Collected data
==========

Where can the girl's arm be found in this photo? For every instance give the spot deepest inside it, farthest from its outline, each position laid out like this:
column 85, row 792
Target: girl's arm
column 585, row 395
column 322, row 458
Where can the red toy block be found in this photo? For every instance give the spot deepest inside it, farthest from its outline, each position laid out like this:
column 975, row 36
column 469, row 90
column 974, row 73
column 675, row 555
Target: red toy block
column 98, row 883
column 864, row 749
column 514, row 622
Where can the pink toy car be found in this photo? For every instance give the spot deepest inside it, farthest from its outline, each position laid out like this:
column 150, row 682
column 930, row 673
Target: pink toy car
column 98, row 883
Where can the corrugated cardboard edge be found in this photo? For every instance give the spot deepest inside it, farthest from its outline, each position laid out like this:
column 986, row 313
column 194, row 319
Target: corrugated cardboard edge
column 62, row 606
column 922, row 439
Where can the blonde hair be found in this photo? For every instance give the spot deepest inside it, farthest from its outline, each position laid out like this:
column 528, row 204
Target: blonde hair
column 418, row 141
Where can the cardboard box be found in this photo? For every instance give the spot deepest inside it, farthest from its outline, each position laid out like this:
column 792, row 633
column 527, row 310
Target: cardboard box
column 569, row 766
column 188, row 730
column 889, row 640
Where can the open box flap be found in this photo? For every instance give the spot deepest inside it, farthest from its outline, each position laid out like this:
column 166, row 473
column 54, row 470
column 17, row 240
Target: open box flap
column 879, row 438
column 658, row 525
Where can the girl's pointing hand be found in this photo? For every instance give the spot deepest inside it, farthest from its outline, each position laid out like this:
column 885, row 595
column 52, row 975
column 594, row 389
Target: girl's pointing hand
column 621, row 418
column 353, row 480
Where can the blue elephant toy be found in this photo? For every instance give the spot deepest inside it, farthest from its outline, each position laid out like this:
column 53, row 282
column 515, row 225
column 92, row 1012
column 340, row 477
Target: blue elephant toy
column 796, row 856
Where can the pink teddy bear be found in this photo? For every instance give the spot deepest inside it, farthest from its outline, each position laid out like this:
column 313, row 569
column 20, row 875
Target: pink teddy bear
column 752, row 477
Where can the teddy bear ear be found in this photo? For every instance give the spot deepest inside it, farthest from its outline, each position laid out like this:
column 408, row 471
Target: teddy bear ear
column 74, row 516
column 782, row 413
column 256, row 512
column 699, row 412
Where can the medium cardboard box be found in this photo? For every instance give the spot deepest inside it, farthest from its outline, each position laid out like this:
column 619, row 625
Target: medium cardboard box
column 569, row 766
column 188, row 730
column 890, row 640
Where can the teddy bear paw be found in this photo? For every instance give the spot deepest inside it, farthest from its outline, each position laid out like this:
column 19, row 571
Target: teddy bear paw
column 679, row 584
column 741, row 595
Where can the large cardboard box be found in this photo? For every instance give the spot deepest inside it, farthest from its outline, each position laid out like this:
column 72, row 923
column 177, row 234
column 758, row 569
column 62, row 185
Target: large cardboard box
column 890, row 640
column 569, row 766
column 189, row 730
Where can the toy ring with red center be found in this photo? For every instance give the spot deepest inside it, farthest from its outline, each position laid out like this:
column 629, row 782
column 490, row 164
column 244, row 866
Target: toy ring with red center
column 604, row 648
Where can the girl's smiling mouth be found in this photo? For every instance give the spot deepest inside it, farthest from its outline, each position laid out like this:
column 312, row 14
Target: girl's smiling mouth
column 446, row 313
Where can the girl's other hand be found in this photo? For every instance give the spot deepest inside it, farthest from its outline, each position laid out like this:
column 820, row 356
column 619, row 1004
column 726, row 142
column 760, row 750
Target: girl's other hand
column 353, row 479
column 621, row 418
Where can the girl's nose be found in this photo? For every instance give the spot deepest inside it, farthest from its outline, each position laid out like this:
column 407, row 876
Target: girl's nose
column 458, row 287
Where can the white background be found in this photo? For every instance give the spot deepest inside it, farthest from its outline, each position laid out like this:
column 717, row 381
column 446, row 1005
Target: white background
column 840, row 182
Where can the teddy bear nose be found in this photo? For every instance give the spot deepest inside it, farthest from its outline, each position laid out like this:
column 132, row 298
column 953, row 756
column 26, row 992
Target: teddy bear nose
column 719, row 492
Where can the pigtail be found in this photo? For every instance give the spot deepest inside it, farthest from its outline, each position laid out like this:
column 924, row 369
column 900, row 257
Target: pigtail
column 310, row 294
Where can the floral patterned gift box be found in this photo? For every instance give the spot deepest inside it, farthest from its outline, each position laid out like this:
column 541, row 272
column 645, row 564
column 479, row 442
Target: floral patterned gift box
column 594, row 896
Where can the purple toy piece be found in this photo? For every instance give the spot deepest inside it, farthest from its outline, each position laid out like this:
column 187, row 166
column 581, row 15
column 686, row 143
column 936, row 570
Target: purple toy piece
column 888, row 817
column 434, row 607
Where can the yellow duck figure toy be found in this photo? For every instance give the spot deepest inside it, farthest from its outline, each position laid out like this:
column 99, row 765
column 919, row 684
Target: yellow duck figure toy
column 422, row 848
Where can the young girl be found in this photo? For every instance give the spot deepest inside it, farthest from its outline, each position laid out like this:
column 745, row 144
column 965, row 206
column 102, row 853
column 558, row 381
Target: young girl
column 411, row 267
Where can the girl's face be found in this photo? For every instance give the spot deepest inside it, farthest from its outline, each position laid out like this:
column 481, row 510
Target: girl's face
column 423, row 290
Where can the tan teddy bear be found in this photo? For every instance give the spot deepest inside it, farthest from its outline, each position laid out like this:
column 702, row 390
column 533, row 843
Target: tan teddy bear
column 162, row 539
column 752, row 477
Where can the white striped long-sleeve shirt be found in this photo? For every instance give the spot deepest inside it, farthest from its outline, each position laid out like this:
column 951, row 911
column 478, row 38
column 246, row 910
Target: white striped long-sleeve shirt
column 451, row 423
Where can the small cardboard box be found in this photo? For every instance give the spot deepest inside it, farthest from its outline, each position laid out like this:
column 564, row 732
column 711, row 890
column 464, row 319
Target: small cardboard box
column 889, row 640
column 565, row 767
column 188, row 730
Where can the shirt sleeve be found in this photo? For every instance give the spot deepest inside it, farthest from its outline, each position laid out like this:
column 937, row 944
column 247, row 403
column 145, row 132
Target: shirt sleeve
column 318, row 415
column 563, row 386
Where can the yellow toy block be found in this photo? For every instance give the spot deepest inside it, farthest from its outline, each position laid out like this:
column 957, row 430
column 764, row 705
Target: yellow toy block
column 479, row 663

==========

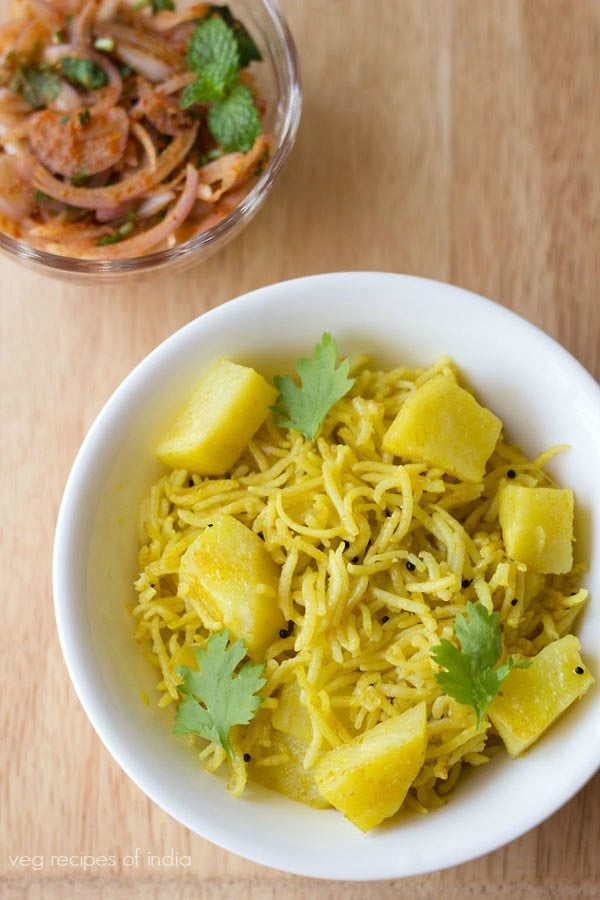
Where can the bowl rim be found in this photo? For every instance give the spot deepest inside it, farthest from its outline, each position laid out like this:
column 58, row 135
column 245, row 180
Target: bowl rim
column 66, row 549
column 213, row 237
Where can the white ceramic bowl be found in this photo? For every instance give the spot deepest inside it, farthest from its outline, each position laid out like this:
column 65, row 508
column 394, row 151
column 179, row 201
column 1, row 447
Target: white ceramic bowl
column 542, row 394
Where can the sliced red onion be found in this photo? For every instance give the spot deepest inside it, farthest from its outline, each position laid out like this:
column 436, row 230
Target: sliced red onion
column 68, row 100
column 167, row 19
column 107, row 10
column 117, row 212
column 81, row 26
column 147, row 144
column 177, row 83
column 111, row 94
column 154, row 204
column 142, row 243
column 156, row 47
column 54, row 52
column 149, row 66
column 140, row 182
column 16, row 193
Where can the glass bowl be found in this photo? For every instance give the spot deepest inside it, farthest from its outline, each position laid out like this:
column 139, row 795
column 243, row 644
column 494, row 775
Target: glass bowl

==========

Work to complete: Every line with "glass" in it should be copied from the entries.

Solution:
Where can the glass bowl be found in this photo? For every instance give the spot deepest inside it, farthest from its outline, each position laid out like this:
Target: glass bowl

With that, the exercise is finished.